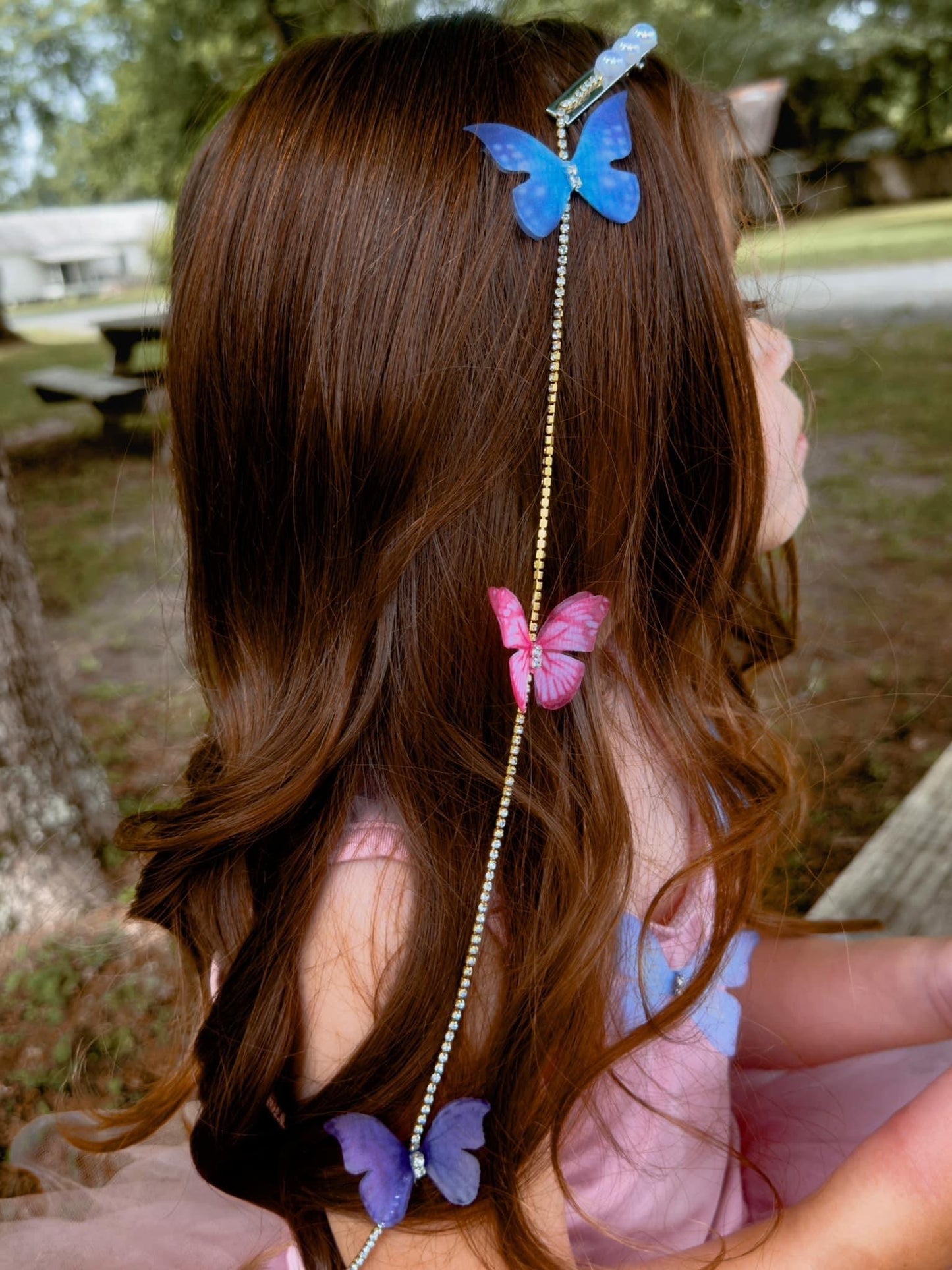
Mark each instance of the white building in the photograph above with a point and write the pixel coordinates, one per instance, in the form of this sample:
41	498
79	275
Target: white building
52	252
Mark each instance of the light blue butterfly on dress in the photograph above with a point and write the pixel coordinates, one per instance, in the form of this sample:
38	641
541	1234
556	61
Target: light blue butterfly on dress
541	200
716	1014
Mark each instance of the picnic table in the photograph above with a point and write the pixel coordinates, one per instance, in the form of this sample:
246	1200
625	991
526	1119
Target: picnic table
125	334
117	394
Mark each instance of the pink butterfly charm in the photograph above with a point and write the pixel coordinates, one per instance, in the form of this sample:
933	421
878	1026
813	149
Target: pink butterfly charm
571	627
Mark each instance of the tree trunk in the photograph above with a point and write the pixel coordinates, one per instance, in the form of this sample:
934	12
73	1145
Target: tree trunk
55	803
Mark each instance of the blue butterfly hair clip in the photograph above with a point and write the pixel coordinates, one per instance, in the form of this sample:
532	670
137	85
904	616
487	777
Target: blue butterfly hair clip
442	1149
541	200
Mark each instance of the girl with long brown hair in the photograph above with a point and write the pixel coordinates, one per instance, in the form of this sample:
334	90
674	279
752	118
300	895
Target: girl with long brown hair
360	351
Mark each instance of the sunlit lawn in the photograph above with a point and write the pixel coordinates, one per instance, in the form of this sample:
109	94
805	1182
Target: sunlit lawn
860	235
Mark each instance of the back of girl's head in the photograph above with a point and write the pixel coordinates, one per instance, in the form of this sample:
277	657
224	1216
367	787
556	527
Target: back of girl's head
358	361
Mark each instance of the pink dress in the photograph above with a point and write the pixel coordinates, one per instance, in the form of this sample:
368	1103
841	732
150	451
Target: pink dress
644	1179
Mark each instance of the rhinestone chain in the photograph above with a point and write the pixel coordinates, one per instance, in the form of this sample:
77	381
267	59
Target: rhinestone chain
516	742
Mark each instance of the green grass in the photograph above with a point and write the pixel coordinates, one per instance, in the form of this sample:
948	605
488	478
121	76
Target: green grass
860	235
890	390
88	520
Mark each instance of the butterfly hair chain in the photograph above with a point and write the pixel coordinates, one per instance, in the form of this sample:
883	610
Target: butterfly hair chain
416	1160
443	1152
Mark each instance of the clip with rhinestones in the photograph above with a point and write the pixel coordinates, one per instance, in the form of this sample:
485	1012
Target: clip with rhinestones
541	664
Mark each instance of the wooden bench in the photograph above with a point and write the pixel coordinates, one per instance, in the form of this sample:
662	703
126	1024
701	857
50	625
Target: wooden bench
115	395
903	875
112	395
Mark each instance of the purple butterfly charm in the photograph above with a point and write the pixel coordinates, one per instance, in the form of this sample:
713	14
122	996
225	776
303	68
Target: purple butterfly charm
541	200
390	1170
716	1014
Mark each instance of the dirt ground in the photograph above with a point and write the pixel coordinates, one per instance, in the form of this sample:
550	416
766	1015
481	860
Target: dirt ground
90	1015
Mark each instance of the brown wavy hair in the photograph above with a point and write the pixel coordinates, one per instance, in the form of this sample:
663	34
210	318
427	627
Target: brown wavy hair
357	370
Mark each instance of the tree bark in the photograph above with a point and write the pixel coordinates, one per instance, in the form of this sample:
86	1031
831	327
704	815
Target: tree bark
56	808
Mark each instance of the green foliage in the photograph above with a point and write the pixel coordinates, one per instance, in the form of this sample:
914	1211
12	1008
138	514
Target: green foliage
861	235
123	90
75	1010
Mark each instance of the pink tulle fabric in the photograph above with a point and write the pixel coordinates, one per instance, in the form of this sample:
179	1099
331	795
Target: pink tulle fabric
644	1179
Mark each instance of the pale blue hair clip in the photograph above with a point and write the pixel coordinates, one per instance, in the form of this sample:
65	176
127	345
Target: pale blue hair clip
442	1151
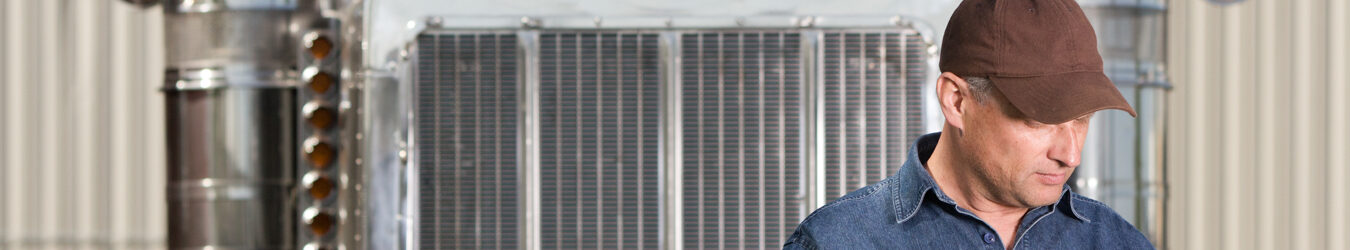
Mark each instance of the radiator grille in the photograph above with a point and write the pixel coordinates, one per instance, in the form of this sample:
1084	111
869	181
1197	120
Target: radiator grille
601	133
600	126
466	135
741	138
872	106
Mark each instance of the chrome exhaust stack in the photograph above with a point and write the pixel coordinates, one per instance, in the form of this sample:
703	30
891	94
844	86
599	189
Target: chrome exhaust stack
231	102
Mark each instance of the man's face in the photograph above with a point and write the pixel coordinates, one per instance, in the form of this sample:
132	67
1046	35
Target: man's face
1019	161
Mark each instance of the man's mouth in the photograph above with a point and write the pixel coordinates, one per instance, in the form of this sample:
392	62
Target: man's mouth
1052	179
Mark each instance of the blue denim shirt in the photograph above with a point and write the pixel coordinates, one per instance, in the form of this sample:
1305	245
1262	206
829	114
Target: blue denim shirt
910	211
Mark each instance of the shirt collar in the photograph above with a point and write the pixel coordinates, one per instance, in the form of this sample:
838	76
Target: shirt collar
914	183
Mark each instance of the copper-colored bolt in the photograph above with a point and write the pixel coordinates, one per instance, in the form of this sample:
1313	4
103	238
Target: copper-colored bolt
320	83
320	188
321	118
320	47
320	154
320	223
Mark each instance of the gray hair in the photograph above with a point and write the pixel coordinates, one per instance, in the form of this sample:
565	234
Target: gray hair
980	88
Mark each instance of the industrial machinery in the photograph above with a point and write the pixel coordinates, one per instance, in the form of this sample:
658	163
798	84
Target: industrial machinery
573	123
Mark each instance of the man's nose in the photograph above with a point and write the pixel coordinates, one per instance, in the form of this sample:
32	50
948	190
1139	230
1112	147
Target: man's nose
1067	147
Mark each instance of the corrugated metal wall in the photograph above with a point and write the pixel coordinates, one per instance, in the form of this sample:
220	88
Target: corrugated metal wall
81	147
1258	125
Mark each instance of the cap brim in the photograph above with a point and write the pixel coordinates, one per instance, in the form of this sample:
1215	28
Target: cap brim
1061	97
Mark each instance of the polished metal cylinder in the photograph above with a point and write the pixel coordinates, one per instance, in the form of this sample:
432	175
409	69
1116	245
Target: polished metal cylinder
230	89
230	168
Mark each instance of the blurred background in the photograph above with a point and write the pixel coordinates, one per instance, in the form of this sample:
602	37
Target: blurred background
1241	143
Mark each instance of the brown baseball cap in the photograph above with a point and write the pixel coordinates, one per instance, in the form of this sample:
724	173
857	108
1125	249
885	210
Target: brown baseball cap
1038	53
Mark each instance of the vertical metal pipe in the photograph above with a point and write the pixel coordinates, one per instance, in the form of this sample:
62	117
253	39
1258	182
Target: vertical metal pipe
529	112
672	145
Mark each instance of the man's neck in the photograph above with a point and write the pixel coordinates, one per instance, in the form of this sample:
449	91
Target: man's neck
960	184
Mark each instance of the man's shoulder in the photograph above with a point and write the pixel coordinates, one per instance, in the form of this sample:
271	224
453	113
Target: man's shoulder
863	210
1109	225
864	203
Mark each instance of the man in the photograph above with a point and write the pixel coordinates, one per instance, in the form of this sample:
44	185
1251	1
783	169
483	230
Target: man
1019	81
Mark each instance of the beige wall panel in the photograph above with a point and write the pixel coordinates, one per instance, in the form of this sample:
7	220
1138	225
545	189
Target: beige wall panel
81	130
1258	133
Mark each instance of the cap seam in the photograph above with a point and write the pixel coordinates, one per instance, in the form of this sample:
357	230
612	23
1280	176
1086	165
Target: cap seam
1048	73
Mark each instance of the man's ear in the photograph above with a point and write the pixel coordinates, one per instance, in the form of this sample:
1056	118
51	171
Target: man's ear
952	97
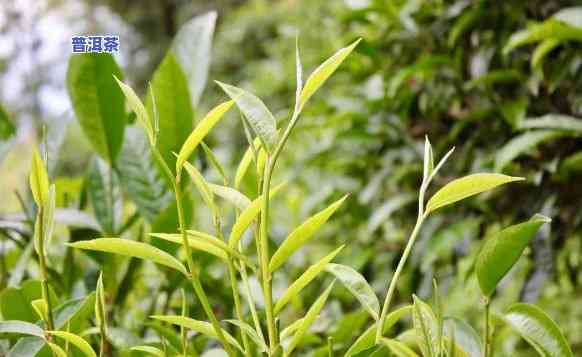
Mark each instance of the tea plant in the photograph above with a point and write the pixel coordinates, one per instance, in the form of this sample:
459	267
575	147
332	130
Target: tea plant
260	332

▬▬▬

A faithful, word-for-word copy of the data is needed; the pictures should not appear in it.

**Task result:**
Mark each instance of the white building in the photograph above with a point and write the pixel coordinates, one per instance, in the form of this sample:
41	498
79	275
Target: white building
52	252
Mark each instance of the light blue butterfly on dress in the photograph above with a point and write the pixel coordinates, one per instance, in the form of this sample:
38	641
541	1234
556	61
Target: light blue butterfly on dress
541	200
716	1014
Mark each instance of the picnic table in the photograph above with a point and write the pixel coordinates, one per instance, in the form of this sample:
246	1200
625	991
526	1119
Target: picnic table
125	334
117	394
Mark each instance of the pink butterfly charm in the photograph above with a point and write the pixel coordinates, one per instance, in the form of this sample:
933	421
878	1026
813	149
Target: pink butterfly charm
571	627
Mark each instance of the tree trunk in the photograph above with a point and write the pixel coordinates, one per instance, in the form of this sample:
934	12
73	1145
Target: tree trunk
55	803
Mark each instance of the blue butterfly hair clip in the photograph above with a point and write the pixel coordinates, one per instance, in the form of this sample:
532	670
137	85
904	616
487	777
Target: blue butterfly hair clip
442	1149
541	200
Mark each instance of the girl with long brown hair in the photograph above with a point and write the pixel coordinates, one per instance, in the form of this sample:
334	90
674	279
752	118
300	895
Target: girl with long brown hair
360	351
Mark each instance of the sunlit lawn in the photograph above with a point and write the pixel coordinates, one per instance, in the form of this sample:
109	94
805	1182
Target: sunlit lawn
860	235
Mark each instance of the back of girl's head in the photograph above with a point and write the pixel coordinates, one per instance, in the form of this sample:
277	657
224	1216
367	787
556	527
Target: back of girl's head
358	361
Mark each instance of the pink dress in the photograph above with a point and write the pixel coordinates, one per instance, in the form of this sample:
368	1103
841	732
150	451
Target: pink dress
644	1179
Mark each instance of the rhinestone chain in the photograph above with a point and write the pixel coordinates, one per instance, in the form of this sample:
77	381
267	59
Target: rhinestone chain
516	742
Mark each instance of the green grass in the photograph above with a point and write the pixel coordinates, one per instance, in the form of this sample:
948	605
488	478
121	76
Target: green grass
860	235
890	390
88	520
Mark each instance of the butterfly hair chain in the photograph above with a point and write the pixel coordinates, one per instance, in the form of this sample:
883	610
Target: butterfly hair chain
416	1160
443	1152
Mark each instance of the clip with rhinestones in the photograph above with a point and write the pixel coordinates, one per instance, in the form of this sample:
485	1012
Target: clip with rhinestones
541	664
Mark each instance of the wooden bench in the photograph above with a point and write the pixel coordinates, one per instance, in the form of this sample:
662	703
126	1024
701	857
50	625
Target: wooden bench
115	395
903	875
112	395
Mark each instance of the purple butterfly charm in the photograph above with a point and write the pixel coordinates, one per instance, in the form of this sample:
713	14
122	996
225	776
303	68
Target: purple butterfly charm
541	200
390	1170
716	1014
Mark each instance of the dirt ground in the photograph above with a point and write the pixel coordinates, one per instance, in the form of this sample:
550	416
766	1015
481	860
Target: dirt ground
90	1015
Mark each instance of the brown wavy hair in the photograph above with a point and write the pixel coordinates, one per instance, in the form of this sample:
663	34
210	318
427	627
Target: brown wavy hair
357	370
Mark each instance of the tree bark in the photograph above with a point and write the pixel coordinates, one per instance, in the form of this sample:
86	1031
831	327
704	815
Target: tree bark
56	808
Mark each instance of the green foliage in the photograph above with a point and write the pixel coordinates, one per instance, in the form of this sample:
914	1211
12	1008
138	514
Target: green foliage
861	235
123	90
75	1010
Mark each instance of the pink tulle fabric in the photograph above with a point and write the pixel coordinates, one per instance, in the form of this sample:
179	1099
331	795
Target: pink tulle fabric
644	1179
Mark each instance of the pale blue hair clip in the photograph above with a point and write the pixel coordinates, one per instance, in the form of this sample:
65	176
127	345
Target: pale blue hair clip
442	1151
Mark each instance of the radiator grille in the photograph above with a point and write the pixel coordinates, one per instance, in the form of this sample:
1084	111
869	181
1197	120
Target: radiator grille
601	133
600	126
466	135
741	138
872	106
Mark each instance of the chrome exhaust stack in the photograph above with a point and write the pixel coordinates, one per instance, in the form of this sample:
703	30
891	94
844	86
599	189
Target: chrome exhaust stack
231	102
Mark each instance of the man's face in the photograph above with a point and write the pixel coordinates, one per instance, in the form of this sample:
132	67
1046	35
Target: man's face
1019	161
Mark each instance of the man's mouth in the photograph above with a point and write the pixel coordinates, one per instance, in the form of this sample:
392	62
Target: man's mouth
1052	179
Mark each instance of the blue denim shirt in the photograph above with a point and write the pixel coordinates, one per instance, in the form of this sample:
1305	245
1262	206
829	114
Target: blue denim shirt
910	211
Mark each instance of the shirt collar in the photograph above with a point and write the pixel coordinates, one per instance, in the form of this sample:
838	76
Target: shirt collar
914	183
Mark each instance of the copper-colored bolt in the photograph above with a point and write the pixel coordinates, one per instance, in the form of this sample:
1313	4
103	238
Target: copper-colored bolt
320	83
320	188
321	118
320	47
320	154
320	223
Mark each instance of the gray hair in the photograph above with a point and write the pixel coordinates, one per instance, in the form of this sample:
565	234
Target: gray hair
980	88
Mark each instance of the industrial machinery in the photograph above with a point and write the pixel coordinates, one per instance, in the form of this sample:
658	163
798	84
Target: industrial machinery
573	123
Mark each instance of the man's nose in the photograph above with a point and write the pixel coordinates, one per instance, in the form of this sample:
32	50
948	190
1139	230
1112	147
Target: man's nose
1067	147
Mark each instance of the corrugated metal wall in the photograph above with a point and write the pixel coordinates, one per instance, in the form of this sample:
220	88
Target: corrugated metal wall
81	147
1258	125
Mark each instance of the cap brim in the photograph above with a point and write the pixel coordinates, one per instance, in the form of this sample:
1215	28
Target: cap brim
1061	97
Mark each instance of the polished metal cylinder in the photograph above with a point and write the pixel coordinates, one per instance, in the form of this sample:
432	175
409	69
1116	245
Target: polished metal cylinder
230	89
230	168
Mark each instance of the blurred background in the photograph above with a point and write the pixel coordinates, one per instance, in the form of this sample:
602	37
Target: blurred background
1241	143
Mark each instance of the brown baseball cap in the photograph above with a point and write the pixel coordinates, one per instance, in the form of this sample:
724	173
857	108
1125	249
885	210
Target: brown baseball cap
1038	53
Mark each instance of the vertical metal pipe in the photograph above with a point and write the pixel coordinates, one per instance, in the form of this sample:
62	117
253	39
1258	182
Target: vertical metal pipe
529	112
672	145
Mark each instance of the man's neck in the photograph above with a point and write the pixel coordinates, one per instance, in the form of this sample:
449	91
Target: man's neck
960	184
Mark each instance of the man's shoulder in the photograph above with a point and write the pixel coordinates, one per instance, in the form of this sample:
271	224
453	113
Target: man's shoulder
863	210
1109	225
864	203
Mark each instance of the man in the photograph above with a point and write the pixel coordinates, one per instance, in the form of this sample:
44	185
1251	1
783	169
483	230
Target: man
1019	81
Mark each instance of the beige wall panel in the photograph above with a point and write the pixel coordinates, one per instance, in the form of this sample:
7	220
1138	225
545	189
Target: beige wall panel
81	130
1258	133
Mark each instance of the cap seam in the photograph above with a point and write the pixel coordinates, one per instance, in the form of this sample:
357	230
612	23
1280	176
1086	165
Target: cap seam
1048	73
Mark each instance of the man's ear in the photograph above with a point and write the pixel coordinates, one per instance, in the form of this sample:
1056	118
51	171
Target: man's ear
952	97
Mark each instance of the tea plant in the photograph above with a point and write the pixel coordinates, one per instance, in the form of this sample:
459	267
575	147
332	130
Target: tea plant
260	332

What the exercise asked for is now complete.